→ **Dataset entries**
+ + + +

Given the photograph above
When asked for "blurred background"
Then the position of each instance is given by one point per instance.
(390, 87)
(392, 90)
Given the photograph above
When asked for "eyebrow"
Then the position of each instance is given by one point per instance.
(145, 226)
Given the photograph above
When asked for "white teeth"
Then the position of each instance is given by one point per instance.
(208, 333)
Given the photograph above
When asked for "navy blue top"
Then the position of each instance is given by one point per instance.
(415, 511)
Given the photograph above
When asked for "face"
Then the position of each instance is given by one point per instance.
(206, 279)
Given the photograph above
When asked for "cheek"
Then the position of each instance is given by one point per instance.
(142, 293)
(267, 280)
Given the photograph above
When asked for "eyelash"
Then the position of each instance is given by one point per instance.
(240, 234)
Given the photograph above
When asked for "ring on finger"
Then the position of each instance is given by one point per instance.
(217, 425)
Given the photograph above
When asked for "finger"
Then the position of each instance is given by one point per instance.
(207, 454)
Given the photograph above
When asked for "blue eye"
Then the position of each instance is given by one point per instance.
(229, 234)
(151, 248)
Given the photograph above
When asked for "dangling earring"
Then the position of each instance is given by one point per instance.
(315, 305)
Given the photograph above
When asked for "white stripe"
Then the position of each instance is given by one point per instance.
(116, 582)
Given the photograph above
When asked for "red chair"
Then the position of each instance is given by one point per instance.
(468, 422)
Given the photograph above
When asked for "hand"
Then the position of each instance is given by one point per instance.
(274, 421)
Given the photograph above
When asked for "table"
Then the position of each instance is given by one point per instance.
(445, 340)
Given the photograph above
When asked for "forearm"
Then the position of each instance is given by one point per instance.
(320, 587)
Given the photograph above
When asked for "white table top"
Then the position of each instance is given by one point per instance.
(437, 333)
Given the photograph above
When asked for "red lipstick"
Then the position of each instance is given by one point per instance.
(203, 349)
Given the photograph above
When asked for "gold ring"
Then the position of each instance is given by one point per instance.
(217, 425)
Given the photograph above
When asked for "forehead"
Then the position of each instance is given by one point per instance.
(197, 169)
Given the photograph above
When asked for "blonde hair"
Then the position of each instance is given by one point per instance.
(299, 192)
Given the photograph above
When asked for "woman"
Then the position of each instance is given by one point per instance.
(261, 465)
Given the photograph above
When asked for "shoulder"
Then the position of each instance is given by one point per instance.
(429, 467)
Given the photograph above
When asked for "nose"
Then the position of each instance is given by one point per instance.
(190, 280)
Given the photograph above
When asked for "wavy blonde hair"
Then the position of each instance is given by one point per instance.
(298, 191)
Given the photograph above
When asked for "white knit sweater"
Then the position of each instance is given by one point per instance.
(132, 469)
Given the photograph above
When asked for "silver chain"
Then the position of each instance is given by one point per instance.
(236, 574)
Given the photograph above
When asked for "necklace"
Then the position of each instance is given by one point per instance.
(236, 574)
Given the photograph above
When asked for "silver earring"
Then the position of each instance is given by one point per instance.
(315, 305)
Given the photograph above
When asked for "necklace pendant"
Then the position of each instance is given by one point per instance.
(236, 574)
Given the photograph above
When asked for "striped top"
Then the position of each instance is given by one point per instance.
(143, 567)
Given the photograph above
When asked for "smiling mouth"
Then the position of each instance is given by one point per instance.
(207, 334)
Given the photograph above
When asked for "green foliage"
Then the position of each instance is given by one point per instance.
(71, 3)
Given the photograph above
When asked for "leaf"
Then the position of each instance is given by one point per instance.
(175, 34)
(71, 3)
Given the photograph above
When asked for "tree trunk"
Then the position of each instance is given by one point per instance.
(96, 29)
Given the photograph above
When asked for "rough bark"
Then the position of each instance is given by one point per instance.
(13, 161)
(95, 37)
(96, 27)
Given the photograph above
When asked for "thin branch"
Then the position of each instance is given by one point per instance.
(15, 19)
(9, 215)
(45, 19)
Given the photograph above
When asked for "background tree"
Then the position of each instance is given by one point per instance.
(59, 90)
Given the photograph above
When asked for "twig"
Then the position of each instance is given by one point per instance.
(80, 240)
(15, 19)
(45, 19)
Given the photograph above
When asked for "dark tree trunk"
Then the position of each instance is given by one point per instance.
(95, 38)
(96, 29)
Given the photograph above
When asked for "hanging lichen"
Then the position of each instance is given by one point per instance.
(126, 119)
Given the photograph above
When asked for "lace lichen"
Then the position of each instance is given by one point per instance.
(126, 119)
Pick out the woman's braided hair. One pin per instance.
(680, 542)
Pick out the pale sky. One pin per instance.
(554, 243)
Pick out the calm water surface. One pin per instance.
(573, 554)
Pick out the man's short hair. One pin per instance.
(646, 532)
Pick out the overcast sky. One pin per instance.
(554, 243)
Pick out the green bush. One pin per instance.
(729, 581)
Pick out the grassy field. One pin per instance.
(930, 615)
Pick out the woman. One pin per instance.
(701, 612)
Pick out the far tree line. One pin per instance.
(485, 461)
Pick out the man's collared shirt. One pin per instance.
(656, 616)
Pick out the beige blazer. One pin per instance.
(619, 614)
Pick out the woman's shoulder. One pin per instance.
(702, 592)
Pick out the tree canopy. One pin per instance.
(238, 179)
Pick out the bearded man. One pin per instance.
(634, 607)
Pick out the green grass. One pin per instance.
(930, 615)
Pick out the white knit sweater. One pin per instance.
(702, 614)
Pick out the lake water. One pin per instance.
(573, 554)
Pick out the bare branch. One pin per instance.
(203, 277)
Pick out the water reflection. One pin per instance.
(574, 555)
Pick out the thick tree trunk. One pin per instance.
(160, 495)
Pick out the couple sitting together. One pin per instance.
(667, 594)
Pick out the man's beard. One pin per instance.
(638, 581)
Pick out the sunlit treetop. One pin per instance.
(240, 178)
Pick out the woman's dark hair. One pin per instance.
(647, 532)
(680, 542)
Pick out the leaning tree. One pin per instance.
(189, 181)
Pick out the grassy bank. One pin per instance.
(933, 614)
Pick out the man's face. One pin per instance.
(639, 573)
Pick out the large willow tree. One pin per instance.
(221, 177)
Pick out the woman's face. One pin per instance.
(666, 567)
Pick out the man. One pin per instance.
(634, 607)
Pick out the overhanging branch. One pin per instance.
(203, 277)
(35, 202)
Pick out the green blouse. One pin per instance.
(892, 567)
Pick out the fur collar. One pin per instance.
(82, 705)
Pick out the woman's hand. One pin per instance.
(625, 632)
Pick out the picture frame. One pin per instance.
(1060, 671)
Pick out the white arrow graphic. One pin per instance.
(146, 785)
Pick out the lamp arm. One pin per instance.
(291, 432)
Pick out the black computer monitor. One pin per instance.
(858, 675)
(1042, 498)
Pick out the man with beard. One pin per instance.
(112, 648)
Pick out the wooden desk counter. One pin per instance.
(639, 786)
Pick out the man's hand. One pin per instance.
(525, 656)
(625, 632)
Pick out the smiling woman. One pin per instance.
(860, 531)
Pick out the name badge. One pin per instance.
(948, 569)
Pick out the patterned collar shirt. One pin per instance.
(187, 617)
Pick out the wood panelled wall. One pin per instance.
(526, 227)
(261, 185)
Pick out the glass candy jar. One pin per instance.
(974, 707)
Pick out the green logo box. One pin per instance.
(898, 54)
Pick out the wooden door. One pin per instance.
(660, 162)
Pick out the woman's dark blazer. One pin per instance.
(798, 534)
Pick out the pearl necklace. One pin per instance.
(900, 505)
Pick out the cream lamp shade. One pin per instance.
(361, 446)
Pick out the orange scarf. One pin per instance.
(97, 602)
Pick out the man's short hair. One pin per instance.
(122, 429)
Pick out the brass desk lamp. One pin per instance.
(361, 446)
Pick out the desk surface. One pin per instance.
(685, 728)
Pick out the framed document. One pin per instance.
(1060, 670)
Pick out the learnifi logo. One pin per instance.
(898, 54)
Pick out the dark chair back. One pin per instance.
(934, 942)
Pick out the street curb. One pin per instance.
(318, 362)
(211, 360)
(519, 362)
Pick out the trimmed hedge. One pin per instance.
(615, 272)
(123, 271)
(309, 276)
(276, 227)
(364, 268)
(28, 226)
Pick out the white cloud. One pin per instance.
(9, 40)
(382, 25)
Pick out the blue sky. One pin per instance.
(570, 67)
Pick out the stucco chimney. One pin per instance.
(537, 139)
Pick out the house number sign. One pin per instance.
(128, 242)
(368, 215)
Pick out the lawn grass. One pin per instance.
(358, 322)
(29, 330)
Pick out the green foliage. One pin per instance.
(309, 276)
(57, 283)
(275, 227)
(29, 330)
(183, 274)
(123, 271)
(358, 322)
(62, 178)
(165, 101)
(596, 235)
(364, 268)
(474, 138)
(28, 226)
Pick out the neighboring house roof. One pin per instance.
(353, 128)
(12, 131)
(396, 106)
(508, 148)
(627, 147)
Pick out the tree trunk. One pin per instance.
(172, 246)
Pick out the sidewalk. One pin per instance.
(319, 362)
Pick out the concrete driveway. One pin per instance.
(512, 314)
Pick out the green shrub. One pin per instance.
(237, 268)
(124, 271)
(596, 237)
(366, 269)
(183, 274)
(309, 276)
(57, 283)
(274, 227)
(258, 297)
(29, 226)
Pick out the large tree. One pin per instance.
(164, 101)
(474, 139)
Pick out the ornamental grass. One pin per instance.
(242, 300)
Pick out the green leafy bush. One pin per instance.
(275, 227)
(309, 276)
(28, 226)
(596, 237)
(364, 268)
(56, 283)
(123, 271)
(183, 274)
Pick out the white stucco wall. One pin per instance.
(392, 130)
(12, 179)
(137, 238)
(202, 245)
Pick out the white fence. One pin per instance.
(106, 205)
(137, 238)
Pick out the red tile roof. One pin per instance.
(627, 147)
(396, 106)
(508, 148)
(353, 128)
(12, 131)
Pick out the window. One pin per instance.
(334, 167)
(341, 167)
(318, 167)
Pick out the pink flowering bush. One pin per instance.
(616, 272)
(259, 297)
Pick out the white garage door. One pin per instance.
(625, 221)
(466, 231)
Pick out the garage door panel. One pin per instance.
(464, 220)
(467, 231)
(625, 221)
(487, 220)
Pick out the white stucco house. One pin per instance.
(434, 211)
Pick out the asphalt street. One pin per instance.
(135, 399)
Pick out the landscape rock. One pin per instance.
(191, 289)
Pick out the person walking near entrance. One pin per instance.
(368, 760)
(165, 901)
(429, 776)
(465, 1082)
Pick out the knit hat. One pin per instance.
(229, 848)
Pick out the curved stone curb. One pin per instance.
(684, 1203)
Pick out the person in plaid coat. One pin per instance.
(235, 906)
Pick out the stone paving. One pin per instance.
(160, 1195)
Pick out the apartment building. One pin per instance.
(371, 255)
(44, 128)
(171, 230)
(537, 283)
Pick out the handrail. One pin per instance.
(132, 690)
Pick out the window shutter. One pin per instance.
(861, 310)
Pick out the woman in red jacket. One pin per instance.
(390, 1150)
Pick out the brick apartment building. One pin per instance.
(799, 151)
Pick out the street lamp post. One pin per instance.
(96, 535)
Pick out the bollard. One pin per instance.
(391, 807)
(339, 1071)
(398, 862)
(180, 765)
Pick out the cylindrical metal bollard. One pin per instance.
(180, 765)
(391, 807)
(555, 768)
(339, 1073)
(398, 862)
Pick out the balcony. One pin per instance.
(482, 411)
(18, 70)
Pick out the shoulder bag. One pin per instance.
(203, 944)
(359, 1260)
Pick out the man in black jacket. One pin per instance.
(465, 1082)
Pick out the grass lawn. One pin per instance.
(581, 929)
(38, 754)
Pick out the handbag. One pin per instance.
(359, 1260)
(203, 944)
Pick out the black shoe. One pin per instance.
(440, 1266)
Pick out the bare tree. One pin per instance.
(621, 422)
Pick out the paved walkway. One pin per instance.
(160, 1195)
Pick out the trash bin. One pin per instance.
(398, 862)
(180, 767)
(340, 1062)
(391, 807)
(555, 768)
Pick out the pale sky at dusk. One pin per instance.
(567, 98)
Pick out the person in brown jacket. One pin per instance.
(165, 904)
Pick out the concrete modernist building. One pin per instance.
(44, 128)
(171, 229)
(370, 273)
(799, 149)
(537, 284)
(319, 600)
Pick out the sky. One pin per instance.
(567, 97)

+ + + +

→ **Exercise instructions**
When a line of the records holds the word "silver", copy that line.

→ **Written solution**
When asked for "silver chain"
When asked for "silver earring"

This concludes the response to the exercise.